*Exercise objective*: Could you reproduce the records from the line containing "the snow-covered ground" through the end, inclusive, substituting "location" for "coordinate pair" and leaving everything else unchanged?

*Dataset entries*:

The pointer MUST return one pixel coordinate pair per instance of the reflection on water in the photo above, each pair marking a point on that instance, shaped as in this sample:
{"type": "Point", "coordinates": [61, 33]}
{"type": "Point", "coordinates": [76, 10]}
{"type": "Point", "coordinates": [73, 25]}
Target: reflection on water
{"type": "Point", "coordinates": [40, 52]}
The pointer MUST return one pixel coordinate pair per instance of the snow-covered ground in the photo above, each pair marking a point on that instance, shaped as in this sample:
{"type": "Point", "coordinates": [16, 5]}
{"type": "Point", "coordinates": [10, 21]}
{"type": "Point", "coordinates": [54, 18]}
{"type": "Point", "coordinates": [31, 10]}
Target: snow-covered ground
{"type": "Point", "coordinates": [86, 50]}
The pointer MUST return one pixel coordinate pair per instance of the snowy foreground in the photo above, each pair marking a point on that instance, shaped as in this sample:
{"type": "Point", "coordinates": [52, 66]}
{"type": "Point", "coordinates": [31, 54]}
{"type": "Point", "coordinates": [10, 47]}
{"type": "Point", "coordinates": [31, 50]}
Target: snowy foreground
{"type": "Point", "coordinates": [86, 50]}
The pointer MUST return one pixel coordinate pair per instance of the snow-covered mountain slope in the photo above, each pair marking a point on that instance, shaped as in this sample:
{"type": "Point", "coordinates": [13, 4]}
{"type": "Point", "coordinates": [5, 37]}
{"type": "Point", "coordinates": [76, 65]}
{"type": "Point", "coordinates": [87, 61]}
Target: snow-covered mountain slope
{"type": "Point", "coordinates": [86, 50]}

*Reply to the exercise*:
The pointer MUST return one pixel location per instance of the snow-covered ground in the photo above, each pair marking a point on that instance, shaped as in this sample:
{"type": "Point", "coordinates": [16, 5]}
{"type": "Point", "coordinates": [10, 21]}
{"type": "Point", "coordinates": [54, 18]}
{"type": "Point", "coordinates": [31, 10]}
Target: snow-covered ground
{"type": "Point", "coordinates": [86, 50]}
The pointer MUST return one pixel location per instance of the snowy foreground in the photo above, each pair marking a point on that instance, shaped as in this sample:
{"type": "Point", "coordinates": [52, 66]}
{"type": "Point", "coordinates": [31, 54]}
{"type": "Point", "coordinates": [10, 47]}
{"type": "Point", "coordinates": [31, 50]}
Target: snowy foreground
{"type": "Point", "coordinates": [86, 50]}
The pointer MUST return one pixel location per instance of the snow-covered mountain slope in the photo above, each pair marking a point on that instance, shaped as in this sample:
{"type": "Point", "coordinates": [13, 4]}
{"type": "Point", "coordinates": [5, 37]}
{"type": "Point", "coordinates": [76, 65]}
{"type": "Point", "coordinates": [87, 61]}
Target: snow-covered mountain slope
{"type": "Point", "coordinates": [86, 50]}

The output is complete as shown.